In the issue report below about creating large Kind clusters, at which step does creating the cluster fail?

== Text passage

Cannot create fairly large clusters

StickBrush commented 1 year ago

What happened:

Kind crashed when I tried to create a "large" cluster for evaluating a research artifact, although there should not be issues in terms of capacity. The cluster has a total of 18 nodes (1 control plane node, 17 workers), limited so each one has 3 GB RAM and 1 CPU. I am running Kind in an AWS c3.8xlarge instance (32 CPUs, 60 GB RAM) with Ubuntu OS. Kind starts creating the cluster, but it fails on the "Joining worker nodes" step.

What you expected to happen:

I expected the cluster to be created normally.

====
== Data excerpt

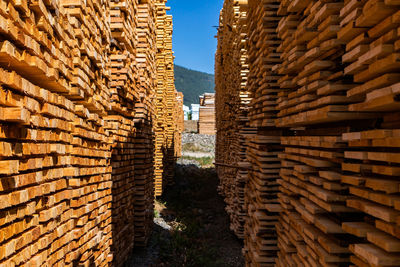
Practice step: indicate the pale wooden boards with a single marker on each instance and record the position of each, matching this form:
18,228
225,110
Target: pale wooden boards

====

▶ _Written answer_: It fails at the "Joining worker nodes" step.